> [Extrait du document]:
[Pressetcité] Beurs et blédards, le clash ?

Article paru le 11 juillet 2011

« Blédards », ces Maghrébins fraîchement arrivés du bled, d’où leur surnom, sont souvent la risée de leurs concitoyens pour leur look, leur accent, leur mode de vie. Notamment de la part des jeunes issus de l’immigration maghrébine, les « beurs ». « Beurs » et « Blédards » le clash ?
« Les bledards ? Nan, ils n’ont rien à voir avec nous. D’abord ils ont un look, laisse tomber tu les reconnais tout de suite. Ils vivent toujours comme s’ils étaient au bled. Même si ça fait plus de dix piges qu’ils sont en France. Le plus drôle c’est leur accent. Ils inventent carrément des mots, ni français, ni arabe. » Anis*, 22 ans, n’est pas tendre à l’égard des Maghrébins récemment installés en France. Comme d’autres de sa génération, il les appelle les «blédards», s’en moque sans modération, à la limite du mépris parfois. Mohamed, 31 ans, confirme et signe : « On ne se fréquente pas, on ne se mélange pas, on se comprend pas. » Les raisons ? Difficile à exprimer semble-t-il. « On n’ose pas tellement aller vers eux et eux non plus ne viennent pas vraiment vers nous. C’est un mélange de préjugé et de méfiance. Nous on a toujours l’impression qu’ils vont nous demander quelque chose et eux pensent qu’on se fou de leur gueule… Ce qui est souvent vrai… Mais pas devant eux ! » Du coup, le terme « blédard », à très forte connotation péjorative, a même fini, par extension, à qualifier ceux qui manquent de style, de classe, de culture. « Entre nous (les jeunes de France), quand on s’habille mal, quand on parle de n’importe quoi ou n’importe comment, on se traite de bledard, poursuit Mohamed. C’est une insulte pour nous. Et pour eux aussi : le bledard c’est le mec qui vient de descendre de sa montagne. »

> [Défi 1]:
Quel âge a Mohamed d'après l'extrait du document ?

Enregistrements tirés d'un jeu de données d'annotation
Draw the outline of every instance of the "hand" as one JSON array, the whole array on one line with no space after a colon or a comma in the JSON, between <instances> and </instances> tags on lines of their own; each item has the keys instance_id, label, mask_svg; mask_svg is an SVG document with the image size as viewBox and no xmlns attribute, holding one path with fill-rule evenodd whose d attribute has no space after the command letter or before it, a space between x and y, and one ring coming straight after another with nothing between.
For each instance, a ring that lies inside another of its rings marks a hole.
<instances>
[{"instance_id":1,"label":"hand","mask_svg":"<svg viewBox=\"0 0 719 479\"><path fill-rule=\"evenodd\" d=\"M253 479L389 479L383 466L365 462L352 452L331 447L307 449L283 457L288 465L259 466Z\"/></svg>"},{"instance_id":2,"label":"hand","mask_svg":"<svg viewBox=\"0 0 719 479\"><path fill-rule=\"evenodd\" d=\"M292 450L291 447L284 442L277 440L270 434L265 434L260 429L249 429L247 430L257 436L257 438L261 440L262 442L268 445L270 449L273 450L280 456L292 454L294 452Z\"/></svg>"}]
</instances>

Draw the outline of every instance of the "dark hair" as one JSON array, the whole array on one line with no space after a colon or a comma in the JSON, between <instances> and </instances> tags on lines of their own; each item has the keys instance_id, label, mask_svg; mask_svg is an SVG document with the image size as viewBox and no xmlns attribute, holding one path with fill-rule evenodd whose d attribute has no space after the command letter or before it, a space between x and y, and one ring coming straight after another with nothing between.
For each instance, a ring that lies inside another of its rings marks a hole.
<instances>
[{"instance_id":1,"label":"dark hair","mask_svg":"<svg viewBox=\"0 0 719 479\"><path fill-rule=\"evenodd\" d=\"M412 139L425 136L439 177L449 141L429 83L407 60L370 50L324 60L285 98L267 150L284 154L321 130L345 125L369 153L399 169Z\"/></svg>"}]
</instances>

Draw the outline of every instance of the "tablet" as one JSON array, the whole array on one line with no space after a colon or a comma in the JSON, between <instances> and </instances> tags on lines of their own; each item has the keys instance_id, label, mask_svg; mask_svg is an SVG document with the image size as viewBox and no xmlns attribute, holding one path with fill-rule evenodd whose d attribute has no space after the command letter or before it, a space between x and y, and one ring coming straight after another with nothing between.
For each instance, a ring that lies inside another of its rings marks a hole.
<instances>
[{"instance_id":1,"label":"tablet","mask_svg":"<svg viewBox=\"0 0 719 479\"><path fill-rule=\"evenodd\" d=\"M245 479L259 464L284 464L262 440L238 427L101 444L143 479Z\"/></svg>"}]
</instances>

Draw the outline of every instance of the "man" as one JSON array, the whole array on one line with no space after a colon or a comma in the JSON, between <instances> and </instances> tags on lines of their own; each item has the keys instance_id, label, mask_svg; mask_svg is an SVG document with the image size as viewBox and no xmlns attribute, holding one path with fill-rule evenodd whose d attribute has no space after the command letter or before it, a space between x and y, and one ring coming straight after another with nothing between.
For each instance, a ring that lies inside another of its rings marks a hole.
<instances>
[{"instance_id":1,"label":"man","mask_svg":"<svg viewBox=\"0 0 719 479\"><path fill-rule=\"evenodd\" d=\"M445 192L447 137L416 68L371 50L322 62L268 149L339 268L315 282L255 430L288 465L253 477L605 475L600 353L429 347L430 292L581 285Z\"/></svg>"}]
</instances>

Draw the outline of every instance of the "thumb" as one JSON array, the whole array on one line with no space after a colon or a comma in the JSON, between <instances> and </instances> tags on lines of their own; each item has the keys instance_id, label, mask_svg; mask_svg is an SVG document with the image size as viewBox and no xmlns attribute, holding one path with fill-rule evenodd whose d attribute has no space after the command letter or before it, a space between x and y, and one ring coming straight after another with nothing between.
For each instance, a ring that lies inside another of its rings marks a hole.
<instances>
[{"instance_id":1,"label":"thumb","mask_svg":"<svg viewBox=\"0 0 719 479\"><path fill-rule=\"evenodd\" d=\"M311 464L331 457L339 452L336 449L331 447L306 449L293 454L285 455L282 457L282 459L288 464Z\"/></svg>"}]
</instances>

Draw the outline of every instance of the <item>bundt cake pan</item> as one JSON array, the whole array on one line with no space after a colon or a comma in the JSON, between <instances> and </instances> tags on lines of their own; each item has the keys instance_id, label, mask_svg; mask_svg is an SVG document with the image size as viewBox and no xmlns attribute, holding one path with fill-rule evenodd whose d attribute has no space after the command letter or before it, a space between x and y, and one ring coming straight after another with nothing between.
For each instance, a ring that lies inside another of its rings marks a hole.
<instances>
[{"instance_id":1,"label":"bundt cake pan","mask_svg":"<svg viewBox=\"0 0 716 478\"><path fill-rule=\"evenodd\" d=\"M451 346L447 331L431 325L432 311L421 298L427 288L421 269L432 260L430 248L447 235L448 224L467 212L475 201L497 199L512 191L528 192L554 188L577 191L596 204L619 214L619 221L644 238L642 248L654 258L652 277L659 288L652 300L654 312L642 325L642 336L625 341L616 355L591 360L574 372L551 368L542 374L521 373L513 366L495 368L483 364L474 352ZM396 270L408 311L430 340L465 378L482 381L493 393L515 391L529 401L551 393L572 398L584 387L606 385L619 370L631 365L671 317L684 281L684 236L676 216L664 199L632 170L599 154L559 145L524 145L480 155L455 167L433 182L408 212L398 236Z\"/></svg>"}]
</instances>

> [Défi 2]:
Dans les enregistrements, reproduisez telles quelles les lignes allant de celle qui contient « Draw the outline of every instance of the <item>bundt » jusqu'à celle qui contient « 346L447 331L431 325L432 », ces deux lignes comprises.

> [Réponse écrite 1]:
Mohamed a 31 ans.

> [Réponse écrite 2]:
Draw the outline of every instance of the <item>bundt cake pan</item> as one JSON array, the whole array on one line with no space after a colon or a comma in the JSON, between <instances> and </instances> tags on lines of their own; each item has the keys instance_id, label, mask_svg; mask_svg is an SVG document with the image size as viewBox and no xmlns attribute, holding one path with fill-rule evenodd whose d attribute has no space after the command letter or before it, a space between x and y, and one ring coming straight after another with nothing between.
For each instance, a ring that lies inside another of its rings marks a hole.
<instances>
[{"instance_id":1,"label":"bundt cake pan","mask_svg":"<svg viewBox=\"0 0 716 478\"><path fill-rule=\"evenodd\" d=\"M451 346L447 331L431 325L432 311L421 298L427 288L421 269L432 260L430 248L447 235L448 224L467 212L475 201L497 199L512 191L528 192L554 188L577 191L596 204L619 214L619 221L644 238L642 248L654 258L652 277L659 288L652 300L654 312L642 325L642 336L625 341L616 355L591 360L574 372L551 368L542 374L521 373L513 366L495 368L483 364L474 352ZM396 270L408 311L430 340L465 378L482 381L493 393L515 391L529 401L551 393L572 398L584 387L606 385L619 370L631 365L671 317L684 281L684 236L676 216L664 199L632 170L599 154L559 145L524 145L480 155L455 167L433 182L408 212L398 236Z\"/></svg>"}]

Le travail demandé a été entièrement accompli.